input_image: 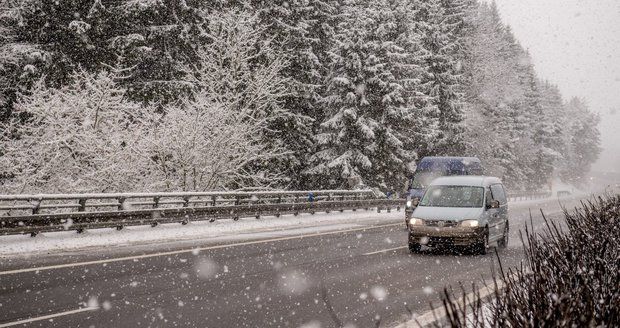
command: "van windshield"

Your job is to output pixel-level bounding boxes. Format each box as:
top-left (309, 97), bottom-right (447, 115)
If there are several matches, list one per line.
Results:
top-left (419, 185), bottom-right (484, 208)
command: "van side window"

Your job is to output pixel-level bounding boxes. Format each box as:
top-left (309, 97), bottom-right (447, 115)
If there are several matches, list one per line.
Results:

■ ■ ■ ■ ■ ■ ■

■ What is required: Copy all records exactly; omit images.

■ Output of the exercise:
input_image: 
command: "van windshield"

Your job is to output pixel-level bounding boxes. Format each box as:
top-left (309, 97), bottom-right (447, 115)
If there are several matches, list one per line.
Results:
top-left (419, 185), bottom-right (484, 208)
command: "van side window"

Your job is to output pixel-level bounding boxes. Format each box as:
top-left (309, 97), bottom-right (447, 115)
If there are several matches, list one per line.
Results:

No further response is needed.